Action item: Write out the full listing again, exactly as it stands.

Data records:

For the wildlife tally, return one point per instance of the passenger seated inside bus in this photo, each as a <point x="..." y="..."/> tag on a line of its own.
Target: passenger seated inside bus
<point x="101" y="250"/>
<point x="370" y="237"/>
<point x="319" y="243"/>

Problem solution:
For the wildlife tally, return one point per instance of the passenger seated inside bus in this photo, each as a <point x="..." y="..."/> tag on a line of its own.
Target: passenger seated inside bus
<point x="101" y="250"/>
<point x="370" y="237"/>
<point x="319" y="243"/>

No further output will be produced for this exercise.